* Objective
Return the lines beginning at the one that contains "Target: wood grain texture" and continuing to the end of the entries, including both ends, exactly as written and nothing else.

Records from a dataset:
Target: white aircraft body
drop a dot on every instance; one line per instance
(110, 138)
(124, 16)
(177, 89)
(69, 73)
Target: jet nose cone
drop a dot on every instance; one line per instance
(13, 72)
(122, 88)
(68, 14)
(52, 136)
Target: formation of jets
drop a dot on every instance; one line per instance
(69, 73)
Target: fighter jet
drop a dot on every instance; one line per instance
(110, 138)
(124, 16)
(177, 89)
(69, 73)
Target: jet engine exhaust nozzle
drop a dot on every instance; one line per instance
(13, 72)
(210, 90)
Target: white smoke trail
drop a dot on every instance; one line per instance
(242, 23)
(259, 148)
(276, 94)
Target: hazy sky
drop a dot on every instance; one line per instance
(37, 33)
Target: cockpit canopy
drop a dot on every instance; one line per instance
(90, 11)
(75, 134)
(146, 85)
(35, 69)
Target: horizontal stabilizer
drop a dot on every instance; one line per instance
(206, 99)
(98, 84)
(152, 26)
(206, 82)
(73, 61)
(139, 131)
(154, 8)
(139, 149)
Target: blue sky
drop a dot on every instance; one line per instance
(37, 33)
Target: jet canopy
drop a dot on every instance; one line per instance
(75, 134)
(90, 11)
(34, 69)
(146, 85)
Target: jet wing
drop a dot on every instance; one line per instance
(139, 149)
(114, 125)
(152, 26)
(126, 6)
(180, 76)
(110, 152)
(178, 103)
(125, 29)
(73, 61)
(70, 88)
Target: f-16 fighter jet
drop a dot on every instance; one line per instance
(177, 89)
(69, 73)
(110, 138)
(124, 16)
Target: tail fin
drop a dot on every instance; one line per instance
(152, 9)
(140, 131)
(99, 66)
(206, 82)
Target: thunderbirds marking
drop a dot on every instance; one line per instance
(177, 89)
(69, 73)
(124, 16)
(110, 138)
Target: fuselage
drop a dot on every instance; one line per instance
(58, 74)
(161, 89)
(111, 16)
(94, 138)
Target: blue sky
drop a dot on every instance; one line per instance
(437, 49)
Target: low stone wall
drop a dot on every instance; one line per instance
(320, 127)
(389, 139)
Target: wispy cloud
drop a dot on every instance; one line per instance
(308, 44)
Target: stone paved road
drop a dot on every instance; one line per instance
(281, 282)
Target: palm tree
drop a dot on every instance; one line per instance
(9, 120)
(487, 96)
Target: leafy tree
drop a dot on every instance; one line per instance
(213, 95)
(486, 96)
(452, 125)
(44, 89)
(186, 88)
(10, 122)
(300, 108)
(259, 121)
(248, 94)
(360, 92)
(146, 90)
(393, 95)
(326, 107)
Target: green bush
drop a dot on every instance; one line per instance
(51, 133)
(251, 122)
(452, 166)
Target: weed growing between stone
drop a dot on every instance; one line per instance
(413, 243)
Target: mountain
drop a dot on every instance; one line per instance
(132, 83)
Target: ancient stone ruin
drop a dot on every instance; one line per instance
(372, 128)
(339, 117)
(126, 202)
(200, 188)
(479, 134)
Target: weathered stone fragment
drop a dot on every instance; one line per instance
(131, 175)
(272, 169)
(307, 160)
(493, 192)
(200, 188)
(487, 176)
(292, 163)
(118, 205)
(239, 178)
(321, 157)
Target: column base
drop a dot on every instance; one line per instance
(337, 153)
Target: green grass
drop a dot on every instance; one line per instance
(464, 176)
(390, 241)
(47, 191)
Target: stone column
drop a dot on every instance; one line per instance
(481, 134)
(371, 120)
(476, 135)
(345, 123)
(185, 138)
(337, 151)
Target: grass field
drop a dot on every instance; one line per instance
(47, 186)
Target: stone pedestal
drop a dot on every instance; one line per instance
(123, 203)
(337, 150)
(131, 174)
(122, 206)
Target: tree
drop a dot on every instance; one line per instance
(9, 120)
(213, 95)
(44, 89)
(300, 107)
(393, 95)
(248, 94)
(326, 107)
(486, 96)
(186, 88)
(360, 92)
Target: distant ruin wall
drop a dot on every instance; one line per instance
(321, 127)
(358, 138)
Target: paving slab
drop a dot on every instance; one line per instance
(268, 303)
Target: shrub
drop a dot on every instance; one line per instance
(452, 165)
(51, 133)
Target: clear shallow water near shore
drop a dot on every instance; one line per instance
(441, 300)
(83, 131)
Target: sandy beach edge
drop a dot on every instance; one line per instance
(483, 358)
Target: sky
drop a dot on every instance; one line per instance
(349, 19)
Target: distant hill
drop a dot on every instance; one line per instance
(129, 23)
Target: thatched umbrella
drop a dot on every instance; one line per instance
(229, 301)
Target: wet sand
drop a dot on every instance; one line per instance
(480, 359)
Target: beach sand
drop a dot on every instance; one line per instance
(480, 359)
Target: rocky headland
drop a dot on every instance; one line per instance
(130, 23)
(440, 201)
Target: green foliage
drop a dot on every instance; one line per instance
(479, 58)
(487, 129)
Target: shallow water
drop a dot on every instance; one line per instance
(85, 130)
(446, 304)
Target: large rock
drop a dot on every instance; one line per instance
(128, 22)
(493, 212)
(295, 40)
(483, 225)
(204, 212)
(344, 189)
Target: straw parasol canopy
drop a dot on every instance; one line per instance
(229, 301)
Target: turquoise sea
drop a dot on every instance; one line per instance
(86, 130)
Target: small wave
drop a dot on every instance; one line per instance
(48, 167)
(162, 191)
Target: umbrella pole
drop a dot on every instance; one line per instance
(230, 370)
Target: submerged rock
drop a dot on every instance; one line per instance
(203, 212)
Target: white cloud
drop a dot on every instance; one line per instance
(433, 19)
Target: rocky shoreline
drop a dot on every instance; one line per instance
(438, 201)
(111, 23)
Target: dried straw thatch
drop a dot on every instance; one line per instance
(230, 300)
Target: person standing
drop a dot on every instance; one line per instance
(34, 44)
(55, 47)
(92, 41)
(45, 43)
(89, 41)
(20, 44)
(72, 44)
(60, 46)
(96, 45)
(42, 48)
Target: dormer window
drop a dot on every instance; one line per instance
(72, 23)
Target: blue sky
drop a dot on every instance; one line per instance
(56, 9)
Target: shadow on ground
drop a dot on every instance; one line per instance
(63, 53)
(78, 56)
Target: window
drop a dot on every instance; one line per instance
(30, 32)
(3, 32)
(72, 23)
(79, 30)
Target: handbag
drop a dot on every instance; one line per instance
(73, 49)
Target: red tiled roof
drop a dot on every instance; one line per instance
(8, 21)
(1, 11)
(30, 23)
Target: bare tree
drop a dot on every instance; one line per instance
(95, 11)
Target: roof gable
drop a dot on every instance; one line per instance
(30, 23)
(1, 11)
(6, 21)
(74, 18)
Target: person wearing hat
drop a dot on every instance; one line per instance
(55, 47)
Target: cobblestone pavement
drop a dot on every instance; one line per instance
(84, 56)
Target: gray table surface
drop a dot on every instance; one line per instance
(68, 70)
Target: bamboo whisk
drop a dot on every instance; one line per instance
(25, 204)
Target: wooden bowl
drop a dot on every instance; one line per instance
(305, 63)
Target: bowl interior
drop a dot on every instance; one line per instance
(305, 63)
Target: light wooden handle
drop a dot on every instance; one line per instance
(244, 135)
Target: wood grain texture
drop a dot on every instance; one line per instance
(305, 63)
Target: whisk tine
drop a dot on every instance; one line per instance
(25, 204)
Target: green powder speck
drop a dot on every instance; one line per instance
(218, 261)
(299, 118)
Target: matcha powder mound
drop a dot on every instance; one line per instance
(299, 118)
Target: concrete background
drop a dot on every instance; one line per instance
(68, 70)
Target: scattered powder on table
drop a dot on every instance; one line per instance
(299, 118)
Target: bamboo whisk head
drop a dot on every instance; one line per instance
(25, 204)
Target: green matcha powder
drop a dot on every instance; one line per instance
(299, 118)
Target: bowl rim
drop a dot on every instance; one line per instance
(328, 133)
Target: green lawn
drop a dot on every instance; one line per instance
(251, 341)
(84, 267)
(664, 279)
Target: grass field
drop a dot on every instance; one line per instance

* Answer below
Target: wood grain texture
drop a dot on every instance; one line per instance
(305, 63)
Target: whisk tine
drop a dot on every instance; one line per instance
(25, 204)
Target: green powder speck
drop a dot on every instance; one line per instance
(218, 261)
(299, 118)
Target: matcha powder mound
drop a dot on every instance; one line per instance
(299, 118)
Target: concrete background
drop a dot on every instance; one line per instance
(68, 70)
Target: scattered powder on table
drop a dot on every instance; one line per instance
(299, 118)
Target: bamboo whisk head
drop a dot on every instance; one line per instance
(25, 204)
Target: green matcha powder
drop a dot on every instance; one line per instance
(299, 118)
Target: bowl rim
drop a dot on every instance; one line per instance
(328, 133)
Target: green lawn
drop a dot on every instance; one line per instance
(251, 341)
(84, 267)
(664, 279)
Target: grass field
drop a dot on every instance; one line per instance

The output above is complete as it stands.